WORK INSTRUCTIONS:
Could you copy out verbatim the entries from the line containing "Check that each instance of the child's face" through the end of the entries, including both of those ends? Leave the pictures out.

GIVEN RECORDS:
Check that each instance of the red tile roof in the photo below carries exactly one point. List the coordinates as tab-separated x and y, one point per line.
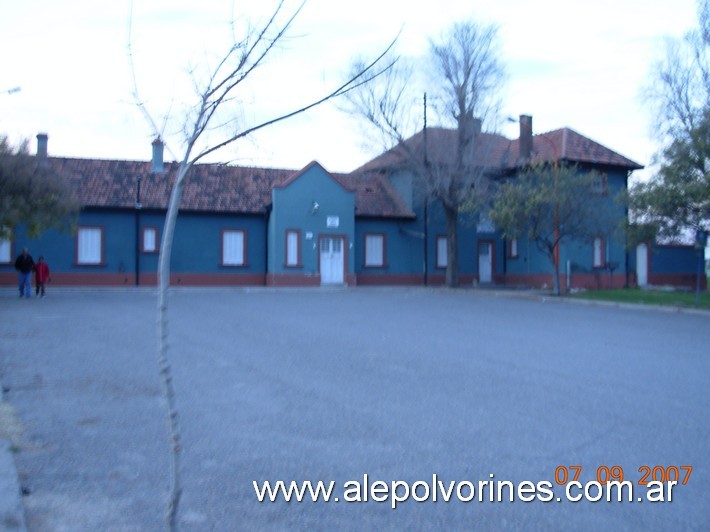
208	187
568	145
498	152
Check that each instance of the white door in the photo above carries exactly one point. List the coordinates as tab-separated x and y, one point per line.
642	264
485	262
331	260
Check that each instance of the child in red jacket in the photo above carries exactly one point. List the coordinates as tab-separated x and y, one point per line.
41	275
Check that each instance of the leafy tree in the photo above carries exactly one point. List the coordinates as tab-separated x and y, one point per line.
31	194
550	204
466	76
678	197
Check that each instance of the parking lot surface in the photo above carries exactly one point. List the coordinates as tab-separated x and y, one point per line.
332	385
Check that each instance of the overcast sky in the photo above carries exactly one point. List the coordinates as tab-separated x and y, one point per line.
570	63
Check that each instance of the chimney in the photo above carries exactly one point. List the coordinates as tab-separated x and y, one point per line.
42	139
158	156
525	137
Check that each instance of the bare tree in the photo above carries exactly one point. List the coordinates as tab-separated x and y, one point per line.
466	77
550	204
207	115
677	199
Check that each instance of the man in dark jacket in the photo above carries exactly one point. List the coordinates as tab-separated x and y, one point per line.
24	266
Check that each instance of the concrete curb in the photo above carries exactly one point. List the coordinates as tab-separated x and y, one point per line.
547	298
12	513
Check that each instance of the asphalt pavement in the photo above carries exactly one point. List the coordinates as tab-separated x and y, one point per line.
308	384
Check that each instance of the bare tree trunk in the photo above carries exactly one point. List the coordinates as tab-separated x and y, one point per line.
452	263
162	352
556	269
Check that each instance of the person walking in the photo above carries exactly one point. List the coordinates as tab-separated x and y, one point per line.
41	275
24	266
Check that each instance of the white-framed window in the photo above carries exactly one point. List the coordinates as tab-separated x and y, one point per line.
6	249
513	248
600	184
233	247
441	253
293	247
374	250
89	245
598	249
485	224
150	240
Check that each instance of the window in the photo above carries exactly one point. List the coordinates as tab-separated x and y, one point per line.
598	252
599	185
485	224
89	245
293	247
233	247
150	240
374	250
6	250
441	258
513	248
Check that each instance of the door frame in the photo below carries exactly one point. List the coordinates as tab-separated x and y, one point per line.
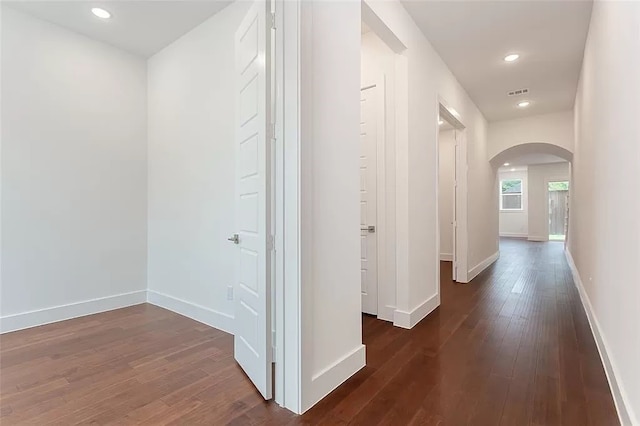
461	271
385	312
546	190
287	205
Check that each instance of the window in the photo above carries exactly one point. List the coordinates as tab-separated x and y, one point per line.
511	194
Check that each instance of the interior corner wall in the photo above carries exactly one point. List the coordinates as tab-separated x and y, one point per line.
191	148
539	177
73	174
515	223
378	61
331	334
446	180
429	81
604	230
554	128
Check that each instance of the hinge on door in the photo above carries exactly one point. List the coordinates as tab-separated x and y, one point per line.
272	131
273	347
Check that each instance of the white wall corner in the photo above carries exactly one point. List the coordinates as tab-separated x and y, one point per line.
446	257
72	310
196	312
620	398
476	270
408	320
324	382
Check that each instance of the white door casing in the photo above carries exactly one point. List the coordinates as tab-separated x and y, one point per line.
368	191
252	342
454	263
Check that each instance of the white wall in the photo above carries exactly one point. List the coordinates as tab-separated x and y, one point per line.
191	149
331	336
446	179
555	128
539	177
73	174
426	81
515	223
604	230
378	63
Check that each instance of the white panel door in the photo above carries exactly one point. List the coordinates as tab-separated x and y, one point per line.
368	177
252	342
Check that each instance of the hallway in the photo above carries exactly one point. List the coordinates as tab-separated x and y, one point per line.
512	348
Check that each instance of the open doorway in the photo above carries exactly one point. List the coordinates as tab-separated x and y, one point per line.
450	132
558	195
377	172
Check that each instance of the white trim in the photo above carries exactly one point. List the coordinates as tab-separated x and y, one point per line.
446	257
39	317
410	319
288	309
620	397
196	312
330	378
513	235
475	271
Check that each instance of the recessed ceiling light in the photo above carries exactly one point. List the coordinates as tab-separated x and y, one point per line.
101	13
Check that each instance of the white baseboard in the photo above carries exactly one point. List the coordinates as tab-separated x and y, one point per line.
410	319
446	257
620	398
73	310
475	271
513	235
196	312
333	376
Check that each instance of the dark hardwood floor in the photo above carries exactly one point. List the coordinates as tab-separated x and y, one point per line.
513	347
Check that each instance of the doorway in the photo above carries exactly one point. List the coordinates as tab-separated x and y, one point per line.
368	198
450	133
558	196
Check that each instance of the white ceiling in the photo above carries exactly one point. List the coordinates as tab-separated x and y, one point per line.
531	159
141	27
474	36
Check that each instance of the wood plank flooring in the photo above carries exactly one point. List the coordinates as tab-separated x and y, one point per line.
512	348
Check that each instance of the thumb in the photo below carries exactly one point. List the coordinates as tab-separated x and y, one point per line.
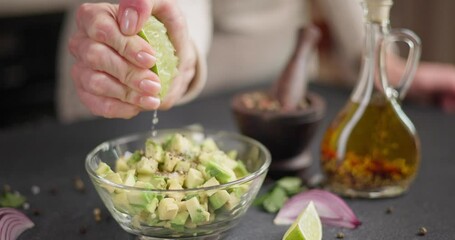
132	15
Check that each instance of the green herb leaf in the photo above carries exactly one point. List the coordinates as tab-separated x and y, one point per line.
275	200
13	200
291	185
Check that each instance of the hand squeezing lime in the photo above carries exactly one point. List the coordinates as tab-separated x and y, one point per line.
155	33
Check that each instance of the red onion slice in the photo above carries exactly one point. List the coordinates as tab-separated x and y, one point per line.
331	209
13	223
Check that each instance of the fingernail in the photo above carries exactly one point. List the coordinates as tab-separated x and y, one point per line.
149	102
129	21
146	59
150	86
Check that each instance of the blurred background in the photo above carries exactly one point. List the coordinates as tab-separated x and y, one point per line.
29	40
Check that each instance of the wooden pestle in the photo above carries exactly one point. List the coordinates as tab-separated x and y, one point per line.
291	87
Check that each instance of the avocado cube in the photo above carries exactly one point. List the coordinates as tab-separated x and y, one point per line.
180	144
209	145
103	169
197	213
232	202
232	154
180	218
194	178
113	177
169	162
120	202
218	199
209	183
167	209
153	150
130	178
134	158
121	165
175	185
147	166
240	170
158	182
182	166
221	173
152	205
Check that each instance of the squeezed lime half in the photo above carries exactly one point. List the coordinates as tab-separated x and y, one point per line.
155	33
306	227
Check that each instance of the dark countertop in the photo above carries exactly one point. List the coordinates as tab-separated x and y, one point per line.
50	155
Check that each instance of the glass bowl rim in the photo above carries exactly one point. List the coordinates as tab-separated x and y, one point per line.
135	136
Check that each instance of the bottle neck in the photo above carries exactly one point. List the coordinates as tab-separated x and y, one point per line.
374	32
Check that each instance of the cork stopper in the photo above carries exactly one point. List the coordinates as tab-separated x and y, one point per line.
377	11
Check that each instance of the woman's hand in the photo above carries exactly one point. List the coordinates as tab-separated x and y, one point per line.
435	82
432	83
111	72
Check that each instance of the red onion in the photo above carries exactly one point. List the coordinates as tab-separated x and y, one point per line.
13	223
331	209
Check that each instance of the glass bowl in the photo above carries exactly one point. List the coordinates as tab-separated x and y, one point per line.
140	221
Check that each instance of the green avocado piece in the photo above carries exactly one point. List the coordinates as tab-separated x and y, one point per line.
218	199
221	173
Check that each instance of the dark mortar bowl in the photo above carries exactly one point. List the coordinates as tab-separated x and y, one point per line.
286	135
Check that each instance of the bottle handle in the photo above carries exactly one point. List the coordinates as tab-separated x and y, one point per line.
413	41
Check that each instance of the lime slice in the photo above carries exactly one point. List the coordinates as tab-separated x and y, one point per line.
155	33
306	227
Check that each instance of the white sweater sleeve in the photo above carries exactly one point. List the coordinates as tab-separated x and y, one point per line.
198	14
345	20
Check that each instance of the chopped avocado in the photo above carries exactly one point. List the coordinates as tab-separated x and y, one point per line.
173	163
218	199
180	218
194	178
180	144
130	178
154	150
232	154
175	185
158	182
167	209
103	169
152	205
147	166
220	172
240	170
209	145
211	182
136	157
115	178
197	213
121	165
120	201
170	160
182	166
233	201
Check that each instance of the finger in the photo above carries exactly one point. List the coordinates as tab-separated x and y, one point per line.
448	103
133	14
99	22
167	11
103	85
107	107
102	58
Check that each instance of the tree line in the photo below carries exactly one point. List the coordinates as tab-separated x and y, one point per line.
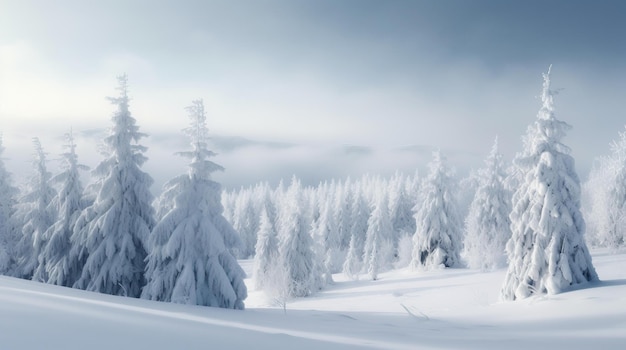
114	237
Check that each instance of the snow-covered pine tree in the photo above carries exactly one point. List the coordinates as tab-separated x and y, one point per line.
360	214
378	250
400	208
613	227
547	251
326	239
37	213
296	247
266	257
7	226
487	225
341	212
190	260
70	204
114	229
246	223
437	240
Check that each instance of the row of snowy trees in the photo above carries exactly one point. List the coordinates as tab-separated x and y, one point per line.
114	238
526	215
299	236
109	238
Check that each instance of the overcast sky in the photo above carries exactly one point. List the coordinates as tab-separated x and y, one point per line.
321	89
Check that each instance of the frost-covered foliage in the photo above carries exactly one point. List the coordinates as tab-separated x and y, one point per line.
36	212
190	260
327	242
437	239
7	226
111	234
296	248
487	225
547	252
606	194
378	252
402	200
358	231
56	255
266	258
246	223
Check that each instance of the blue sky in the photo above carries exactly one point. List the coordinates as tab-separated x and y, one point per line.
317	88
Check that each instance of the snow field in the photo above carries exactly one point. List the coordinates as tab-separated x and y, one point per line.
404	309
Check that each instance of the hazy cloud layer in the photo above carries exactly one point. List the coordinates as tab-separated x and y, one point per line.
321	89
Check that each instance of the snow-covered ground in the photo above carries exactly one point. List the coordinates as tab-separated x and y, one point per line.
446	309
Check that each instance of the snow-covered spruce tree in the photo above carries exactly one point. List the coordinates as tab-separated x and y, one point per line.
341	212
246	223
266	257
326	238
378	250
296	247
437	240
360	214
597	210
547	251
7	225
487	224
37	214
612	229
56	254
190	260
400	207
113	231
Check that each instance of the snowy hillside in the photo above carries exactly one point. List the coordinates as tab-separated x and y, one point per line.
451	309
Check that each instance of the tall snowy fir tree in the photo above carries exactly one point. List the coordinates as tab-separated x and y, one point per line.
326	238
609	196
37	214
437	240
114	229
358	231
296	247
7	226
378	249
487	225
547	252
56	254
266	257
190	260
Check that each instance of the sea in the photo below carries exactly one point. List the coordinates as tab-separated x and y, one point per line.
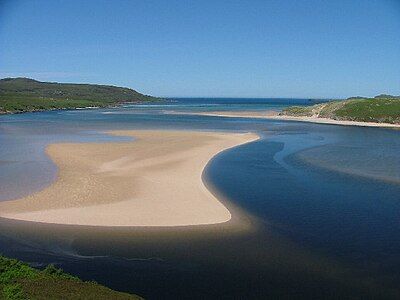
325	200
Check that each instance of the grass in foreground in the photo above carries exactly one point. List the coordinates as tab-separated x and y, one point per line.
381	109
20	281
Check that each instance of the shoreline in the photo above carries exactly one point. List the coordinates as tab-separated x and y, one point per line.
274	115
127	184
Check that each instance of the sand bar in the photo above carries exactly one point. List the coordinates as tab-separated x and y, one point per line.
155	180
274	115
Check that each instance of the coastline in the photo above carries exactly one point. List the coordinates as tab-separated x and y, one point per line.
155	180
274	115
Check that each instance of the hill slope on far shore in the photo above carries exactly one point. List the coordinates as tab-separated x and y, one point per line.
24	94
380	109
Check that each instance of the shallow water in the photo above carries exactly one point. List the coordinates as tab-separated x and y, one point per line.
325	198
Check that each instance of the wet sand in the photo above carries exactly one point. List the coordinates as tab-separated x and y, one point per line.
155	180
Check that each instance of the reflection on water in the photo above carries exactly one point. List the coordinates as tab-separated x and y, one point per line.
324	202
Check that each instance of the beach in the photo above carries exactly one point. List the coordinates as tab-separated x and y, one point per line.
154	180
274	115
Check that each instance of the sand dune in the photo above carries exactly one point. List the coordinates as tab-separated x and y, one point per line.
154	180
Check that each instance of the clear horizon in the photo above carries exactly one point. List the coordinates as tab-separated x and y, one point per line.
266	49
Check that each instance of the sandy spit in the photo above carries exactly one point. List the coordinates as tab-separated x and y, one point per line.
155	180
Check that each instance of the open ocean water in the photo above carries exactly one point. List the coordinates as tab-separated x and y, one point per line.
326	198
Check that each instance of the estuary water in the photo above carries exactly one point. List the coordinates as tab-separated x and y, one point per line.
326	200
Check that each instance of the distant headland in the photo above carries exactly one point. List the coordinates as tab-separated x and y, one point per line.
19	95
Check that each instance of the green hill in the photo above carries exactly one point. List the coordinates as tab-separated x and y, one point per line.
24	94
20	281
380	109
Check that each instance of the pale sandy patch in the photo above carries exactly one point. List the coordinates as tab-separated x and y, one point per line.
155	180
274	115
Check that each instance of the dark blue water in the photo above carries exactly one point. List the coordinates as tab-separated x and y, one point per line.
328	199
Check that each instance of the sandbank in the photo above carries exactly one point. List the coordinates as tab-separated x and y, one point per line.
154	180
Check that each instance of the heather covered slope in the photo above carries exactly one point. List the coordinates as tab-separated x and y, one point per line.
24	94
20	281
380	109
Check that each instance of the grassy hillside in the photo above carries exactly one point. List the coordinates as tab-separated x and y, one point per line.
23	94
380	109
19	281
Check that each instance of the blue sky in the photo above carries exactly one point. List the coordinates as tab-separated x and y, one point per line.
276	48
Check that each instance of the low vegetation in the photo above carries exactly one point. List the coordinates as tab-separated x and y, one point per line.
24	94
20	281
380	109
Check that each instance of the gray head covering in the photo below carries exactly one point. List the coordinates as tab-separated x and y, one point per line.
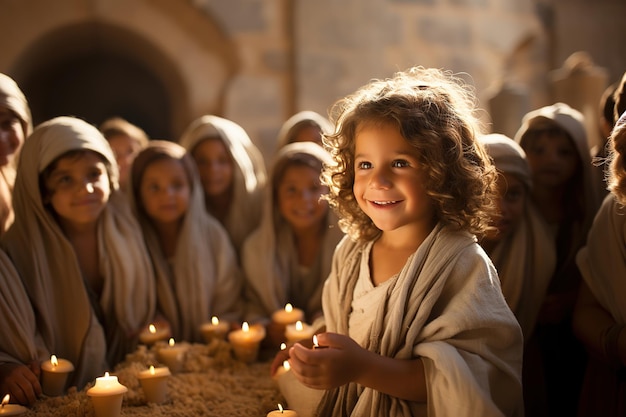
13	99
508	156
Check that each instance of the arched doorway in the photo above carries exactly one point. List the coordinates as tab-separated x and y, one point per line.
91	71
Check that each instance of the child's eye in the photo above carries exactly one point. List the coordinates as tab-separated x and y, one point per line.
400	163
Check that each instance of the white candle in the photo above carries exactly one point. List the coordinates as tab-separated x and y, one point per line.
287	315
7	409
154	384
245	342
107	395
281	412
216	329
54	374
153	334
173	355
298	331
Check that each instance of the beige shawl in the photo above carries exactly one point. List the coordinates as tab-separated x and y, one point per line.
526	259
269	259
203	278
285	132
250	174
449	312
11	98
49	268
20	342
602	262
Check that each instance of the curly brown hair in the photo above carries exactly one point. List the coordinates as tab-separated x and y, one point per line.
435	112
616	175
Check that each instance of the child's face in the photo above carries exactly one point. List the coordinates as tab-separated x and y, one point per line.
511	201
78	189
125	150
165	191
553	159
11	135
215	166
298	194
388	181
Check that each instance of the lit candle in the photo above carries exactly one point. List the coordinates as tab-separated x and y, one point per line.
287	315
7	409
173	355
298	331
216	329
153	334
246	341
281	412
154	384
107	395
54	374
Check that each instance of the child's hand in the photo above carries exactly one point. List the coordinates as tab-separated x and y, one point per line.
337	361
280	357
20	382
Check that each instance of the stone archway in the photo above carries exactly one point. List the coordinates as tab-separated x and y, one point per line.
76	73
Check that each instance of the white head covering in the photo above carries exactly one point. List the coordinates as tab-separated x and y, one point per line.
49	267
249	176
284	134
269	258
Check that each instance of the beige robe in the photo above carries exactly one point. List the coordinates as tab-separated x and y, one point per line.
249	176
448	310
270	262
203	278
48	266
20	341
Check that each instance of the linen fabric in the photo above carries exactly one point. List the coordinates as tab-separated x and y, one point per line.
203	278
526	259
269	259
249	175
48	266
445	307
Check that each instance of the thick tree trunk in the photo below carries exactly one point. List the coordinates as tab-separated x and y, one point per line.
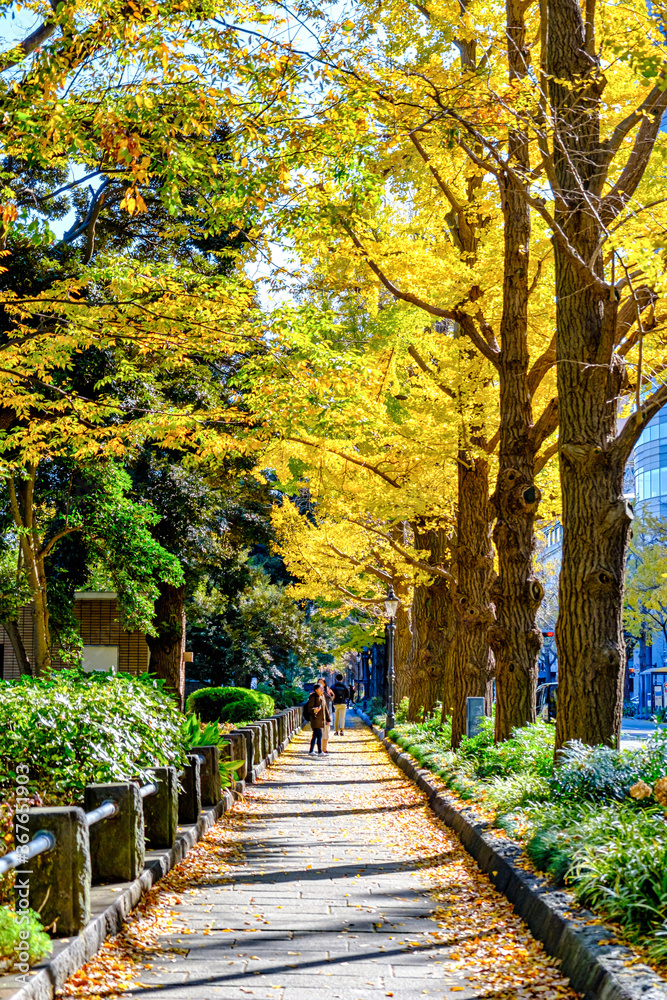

SOLUTION FOR THIS TASK:
Check that each instance of the child's face in the photo above carries exactly one point. List the coordinates as tab-separated x and y, one point per line.
511	201
78	189
125	150
165	191
553	159
11	135
215	166
298	194
388	181
Check that each instance of the lit candle in the photo above carries exactly one point. List the coordinates as tab-separated x and y, one point per line.
287	315
7	409
173	355
298	331
216	329
153	334
246	341
281	412
154	384
107	395
54	374
Check that each instance of the child's hand in the photo above carries exactly one point. List the coordinates as tab-separated x and y, one point per line.
337	361
280	357
20	382
Check that each instance of the stone archway in the photo above carries exactly one point. List the coordinates as tab-separated x and y, one point per line.
76	73
Check that each instance of the white head covering in the photo above carries exactly one point. List the coordinates as tab-separated x and y, one point per line.
49	267
249	176
284	134
269	258
Check that each instance of the beige robe in the photo above carries exactly one point. List the coordinates as tab-separated x and y, one point per line.
249	176
448	310
270	262
203	278
48	266
20	341
Check that each instance of the linen fabric in the photo above carries exactly one point. List the coordinates as tab-separated x and y, one point per line.
203	278
526	259
269	259
249	175
48	266
445	307
Check that each instance of the thick tree trunk in the photo below carries exactly one point. List the coordinates as tab-separated x and y, one point per line.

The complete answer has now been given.